▸ **Extract**:
╭──

This basically was under the assumption that socket early demux will
resolve it. It's correct that demux happens after PRE_ROUTING, but
before LOCAL_IN.
However, that as-is only partially works, i.e. it works for the case
of established TCP and connected UDP sockets when early demux is
enabled, but not for various other ingress scenarios e.g. unconnected
UDP, request sockets, etc.
Instead of reverting commit a00e76349f35, I think it's worth to fix
it up as there are applications requiring xt_cgroup to match on
ingress and egress side. In order to do so, we need to perform a
full lookup on skb->sk (ingress) miss, similarly as being done in
xt_socket.
Therefore, we need to make use of shared helpers xt_sk_lookup() and
xt_sk_lookup6(). Thanks to Daniel for the report and also additional
testing.
Reported-by: Daniel Mack <daniel@zonque.org>
Fixes: a00e76349f35 ("netfilter: x_tables: allow to use cgroup match for LOCAL_IN nf hooks")

╰──

▸ **Action item A**:
Summarize the commit message in two sentences.
▸ **Action item B**:
Answer these questions from the commit message, one line each:
(i) According to the commit message, socket demux happens after which hook and before which hook?
(ii) Which module already performs a full lookup on an skb->sk miss?
(iii) Who is credited in the commit message for reporting the problem?
▸ **Action item C**:
Carry on the commit message from the point where it stops.
The material that follows this text is not needed for any task.

▸ **Records provided**:

╭──

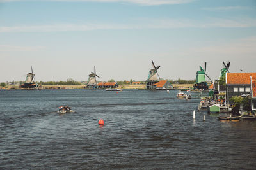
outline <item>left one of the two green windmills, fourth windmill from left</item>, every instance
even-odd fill
[[[204,62],[204,69],[199,66],[200,71],[196,72],[196,82],[194,85],[194,89],[195,90],[207,90],[208,89],[208,85],[207,82],[205,81],[205,76],[207,76],[209,78],[209,80],[211,80],[211,78],[205,73],[206,72],[206,62]]]

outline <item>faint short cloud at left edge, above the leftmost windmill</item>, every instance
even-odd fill
[[[0,45],[0,52],[35,52],[43,50],[45,46],[13,46]]]

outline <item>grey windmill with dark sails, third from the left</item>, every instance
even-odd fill
[[[158,83],[160,80],[159,74],[157,73],[157,70],[160,66],[155,66],[154,62],[152,61],[153,69],[150,69],[148,78],[146,80],[147,83],[147,89],[154,89],[154,84]]]

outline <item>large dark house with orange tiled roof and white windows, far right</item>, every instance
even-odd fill
[[[256,79],[256,73],[226,73],[227,104],[233,96],[251,96],[251,77]]]

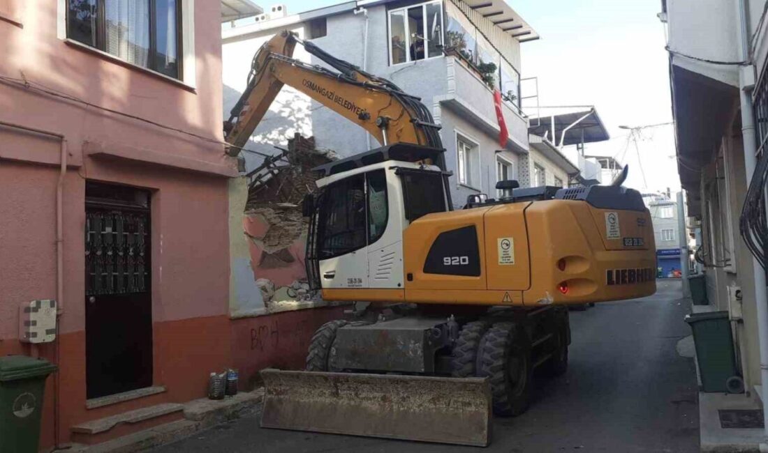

╰──

▸ **Written reply A**:
The commit message states that relying on socket early demux to let the cgroup match work on LOCAL_IN only partially succeeds: it works for established TCP and connected UDP sockets when early demux is enabled, but not for other ingress scenarios such as unconnected UDP or request sockets. Instead of reverting commit a00e76349f35, it fixes the match by performing a full lookup on an skb->sk miss on ingress, as xt_socket does, using the shared helpers xt_sk_lookup() and xt_sk_lookup6().

▸ **Written reply B**:
(i) After PRE_ROUTING and before LOCAL_IN.
(ii) xt_socket.
(iii) Daniel Mack.

▸ **Written reply C**:
Reference: http://thread.gmane.org/gmane.linux.network/355527
Signed-off-by: Daniel Borkmann <daniel@iogearbox.net>
Tested-by: Daniel Mack <daniel@zonque.org>
Cc: Alexey Perevalov <a.perevalov@samsung.com>
Cc: Florian Westphal <fw@strlen.de>
---
net/netfilter/Kconfig | 5 +++
net/netfilter/xt_cgroup.c | 86 +++++++++++++++++++++++++++++++++++++----------
2 files changed, 73 insertions(+), 18 deletions(-)
diff --git a/net/netfilter/Kconfig b/net/netfilter/Kconfig
index 971cd75..044bd22 100644
--- a/net/netfilter/Kconfig
+++ b/net/netfilter/Kconfig
@@ -960,8 +960,13 @@ config NETFILTER_XT_MATCH_BPF
config NETFILTER_XT_MATCH_CGROUP
tristate '"control group" match support'
+ depends on NETFILTER_XTABLES
depends on NETFILTER_ADVANCED
+ depends on !NF_CONNTRACK || NF_CONNTRACK
+ depends on (IPV6 || IPV6=n)
depends on CGROUPS
+ select NF_DEFRAG_IPV4
+ select NF_DEFRAG_IPV6 if IP6_NF_IPTABLES
select CGROUP_NET_CLASSID
---help---
Socket/process control group matching allows you to match locally
diff --git a/net/netfilter/xt_cgroup.c b/net/netfilter/xt_cgroup.c
index 7198d66..cd2468d 100644
--- a/net/netfilter/xt_cgroup.c
+++ b/net/netfilter/xt_cgroup.c
@@ -16,8 +16,11 @@
#include <linux/module.h>
#include <linux/netfilter/x_tables.h>
#include <linux/netfilter/xt_cgroup.h>
+
#include <net/sock.h>
+#include "xt_sk_helper.h"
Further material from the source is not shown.